## SUPPLIED MATERIAL
• • •

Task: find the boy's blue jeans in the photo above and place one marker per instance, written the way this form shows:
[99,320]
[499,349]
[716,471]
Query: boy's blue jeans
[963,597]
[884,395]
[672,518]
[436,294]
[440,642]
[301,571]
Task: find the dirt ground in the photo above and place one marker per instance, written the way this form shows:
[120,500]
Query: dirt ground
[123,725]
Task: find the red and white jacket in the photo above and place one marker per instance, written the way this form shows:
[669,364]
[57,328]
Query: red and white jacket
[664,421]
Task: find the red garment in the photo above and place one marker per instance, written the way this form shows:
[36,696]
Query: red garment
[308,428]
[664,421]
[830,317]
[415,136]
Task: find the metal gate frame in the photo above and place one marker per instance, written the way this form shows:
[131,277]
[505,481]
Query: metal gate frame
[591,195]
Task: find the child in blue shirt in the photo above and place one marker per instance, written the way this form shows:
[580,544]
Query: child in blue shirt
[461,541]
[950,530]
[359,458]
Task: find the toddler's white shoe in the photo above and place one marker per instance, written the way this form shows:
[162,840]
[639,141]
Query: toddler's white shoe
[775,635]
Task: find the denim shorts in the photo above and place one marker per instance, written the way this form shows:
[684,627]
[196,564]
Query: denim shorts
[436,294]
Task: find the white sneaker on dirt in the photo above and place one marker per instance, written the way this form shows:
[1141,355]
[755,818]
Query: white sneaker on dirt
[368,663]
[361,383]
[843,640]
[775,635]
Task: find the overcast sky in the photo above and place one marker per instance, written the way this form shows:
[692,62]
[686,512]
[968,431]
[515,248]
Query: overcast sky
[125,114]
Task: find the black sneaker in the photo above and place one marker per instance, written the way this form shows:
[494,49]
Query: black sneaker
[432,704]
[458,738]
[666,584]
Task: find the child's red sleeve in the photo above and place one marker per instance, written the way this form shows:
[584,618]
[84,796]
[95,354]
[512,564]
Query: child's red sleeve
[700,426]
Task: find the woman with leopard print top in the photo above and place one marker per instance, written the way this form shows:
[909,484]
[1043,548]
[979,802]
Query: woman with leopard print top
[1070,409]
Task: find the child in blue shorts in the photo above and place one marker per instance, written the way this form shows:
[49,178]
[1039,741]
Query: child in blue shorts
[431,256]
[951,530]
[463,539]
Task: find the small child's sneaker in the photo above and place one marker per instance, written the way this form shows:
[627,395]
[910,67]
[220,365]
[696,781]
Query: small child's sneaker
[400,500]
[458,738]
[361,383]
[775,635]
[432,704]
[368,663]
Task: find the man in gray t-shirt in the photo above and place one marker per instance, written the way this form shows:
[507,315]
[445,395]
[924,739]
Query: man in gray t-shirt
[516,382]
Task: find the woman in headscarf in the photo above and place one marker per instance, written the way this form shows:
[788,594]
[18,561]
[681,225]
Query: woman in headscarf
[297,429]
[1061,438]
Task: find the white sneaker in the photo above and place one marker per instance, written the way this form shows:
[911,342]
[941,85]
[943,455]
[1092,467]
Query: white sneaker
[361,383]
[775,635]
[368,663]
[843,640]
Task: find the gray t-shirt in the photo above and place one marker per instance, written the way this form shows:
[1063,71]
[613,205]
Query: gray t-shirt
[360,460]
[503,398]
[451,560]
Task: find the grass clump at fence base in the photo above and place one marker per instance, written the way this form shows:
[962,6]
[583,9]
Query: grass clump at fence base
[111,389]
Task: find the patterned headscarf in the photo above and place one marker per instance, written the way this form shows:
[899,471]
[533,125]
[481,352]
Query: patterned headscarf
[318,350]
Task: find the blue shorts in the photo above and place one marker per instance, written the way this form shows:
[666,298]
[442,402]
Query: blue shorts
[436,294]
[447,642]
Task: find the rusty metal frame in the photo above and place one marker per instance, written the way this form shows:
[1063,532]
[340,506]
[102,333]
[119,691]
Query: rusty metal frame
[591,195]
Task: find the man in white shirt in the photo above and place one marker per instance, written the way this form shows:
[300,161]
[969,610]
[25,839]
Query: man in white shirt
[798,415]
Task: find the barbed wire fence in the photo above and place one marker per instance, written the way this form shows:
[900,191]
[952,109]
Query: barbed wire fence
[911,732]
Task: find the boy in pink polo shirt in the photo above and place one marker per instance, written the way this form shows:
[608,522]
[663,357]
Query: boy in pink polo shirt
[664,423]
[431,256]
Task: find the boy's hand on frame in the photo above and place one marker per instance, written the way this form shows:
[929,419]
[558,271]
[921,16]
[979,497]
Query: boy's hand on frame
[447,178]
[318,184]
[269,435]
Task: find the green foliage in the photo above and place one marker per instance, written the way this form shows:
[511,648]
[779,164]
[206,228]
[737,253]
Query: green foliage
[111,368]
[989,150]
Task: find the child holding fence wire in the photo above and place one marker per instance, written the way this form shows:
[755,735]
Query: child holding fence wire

• • •

## WHAT IS NEEDED
Retype the listing above word for word.

## SOLUTION TO THE PROBLEM
Task: find the boy's blue jeans in the photo above and place one marker per instance, written the way this form shows:
[99,320]
[499,349]
[716,471]
Query: boy's blue jeans
[963,597]
[884,395]
[672,518]
[436,294]
[440,642]
[301,571]
Task: find the dirt ground in the photo above and place one marker per instance, written the way this form shows:
[120,500]
Query: dirt ground
[123,725]
Task: find the red and white jacket in the photo above and place one marker per instance, written the way this form shows:
[669,364]
[57,328]
Query: red and white jacket
[664,421]
Task: find the red garment in the photo above and place one marker per instance, written the way this form shows:
[36,696]
Query: red garment
[308,428]
[664,421]
[830,317]
[415,136]
Task: find the metal gate frame in the photo above and place one marker per instance, written the way this form shows:
[131,277]
[505,481]
Query: metal gate frame
[591,195]
Task: find the child in blue shirt in the photo above and place one marker per instance, written the way this form shows:
[580,544]
Query: child in blue shirt
[461,541]
[950,530]
[359,458]
Task: find the toddler's white shoe in the photo above and place one marker per instance, written the way this form shows:
[162,840]
[639,141]
Query: toddler's white shoe
[775,635]
Task: find the denim shorts in the photo above and place one marker per instance, written the way this form shows:
[684,627]
[196,564]
Query: denim shorts
[436,294]
Task: find the white sneaker on dirt in the photo above and place one marker per instance, written the way this form shows:
[1141,355]
[755,818]
Query: white sneaker on dirt
[368,663]
[361,383]
[843,640]
[775,635]
Task: find the overcast sky in the photo above and place one marker per instance, written the way this form shows:
[692,62]
[686,512]
[968,431]
[515,248]
Query: overcast sky
[125,114]
Task: find the black sneaker in the photo above and place one marker per instance, written the way this form shows:
[494,49]
Query: black sneaker
[432,704]
[458,738]
[666,584]
Task: find the child's red sleeve in the photo above and place one marker per instance, written the way this form shows:
[584,618]
[84,796]
[95,354]
[512,564]
Query: child's red sleeve
[700,426]
Task: find the woman with leopard print top in the photo above and place one marker per instance, written the way this form shows:
[909,484]
[1043,548]
[979,802]
Query: woman with leopard print top
[1070,409]
Task: find the child in blue shorts in the photo above and place one marker per instance, written the way this form shows:
[49,178]
[1039,741]
Query: child in blue shorts
[431,256]
[951,530]
[463,539]
Task: find the small child's sneaker in the photo above and place one marker per instance, written the way this form shows:
[627,395]
[910,67]
[220,365]
[696,781]
Query: small child's sneaker
[400,500]
[458,738]
[361,383]
[775,635]
[432,704]
[368,663]
Task: find the man in gray t-shirt in the photo above and place one marker per instance, written the way this form shows:
[507,315]
[445,395]
[924,739]
Query: man in gray t-shirt
[516,382]
Task: find the woman in headscarf in the photo above and place one marker per instance, written the way this form shows:
[788,594]
[18,561]
[681,225]
Query: woman in headscarf
[297,429]
[1061,438]
Task: find the white sneaker in the photo above and place one marker per instance, written the way this form shows:
[911,342]
[941,85]
[943,455]
[1092,467]
Query: white sneaker
[361,383]
[775,635]
[368,663]
[843,640]
Task: find the gray t-shirt in the photo above and place one marker per instance, written the way this form shows:
[1063,71]
[613,205]
Query: gray t-shirt
[360,460]
[503,398]
[451,560]
Task: find the grass clump at fence base in the photo above and place one marker per instance, written the way this form shows:
[962,6]
[583,9]
Query: grass clump at fence base
[111,389]
Task: find the patterned headscarf in the photo above and place one marker per instance, written the way this form shows:
[899,471]
[533,125]
[481,352]
Query: patterned headscarf
[318,350]
Task: find the blue shorts in the photo above and place one marker per instance, written the way this form shows:
[666,298]
[442,402]
Query: blue shorts
[436,294]
[447,642]
Task: find the rusty metal frame in the photo above and place one marker per instance, written the way this form shows:
[1063,532]
[340,506]
[102,333]
[119,691]
Query: rusty metal frame
[591,195]
Task: find the man in white shirt in the photo above and place one marker per instance, written the way this form shows:
[300,161]
[969,610]
[25,839]
Query: man in white shirt
[798,415]
Task: find the barbed wire fence in the photo above and place one marker per instance, written the way this form shows:
[900,191]
[952,109]
Query: barbed wire fence
[911,732]
Task: find the boy in pink polo shirt in the photo above and place one marker per instance, written the way this form shows:
[608,522]
[663,357]
Query: boy in pink polo shirt
[664,423]
[431,256]
Task: find the boy's hand on frame in the photo above and place one marker per instance, written the way this form shows:
[929,419]
[558,271]
[921,16]
[979,497]
Query: boy's hand on frame
[447,178]
[318,184]
[269,435]
Task: find the green foliage in the photo above and place one marker per instance, written the way this form shows:
[511,648]
[779,164]
[206,228]
[737,253]
Query: green foliage
[111,368]
[989,150]
Task: find the child holding fence wire in the photo above and place one marker per instance, written the way this form shows:
[755,735]
Query: child holding fence wire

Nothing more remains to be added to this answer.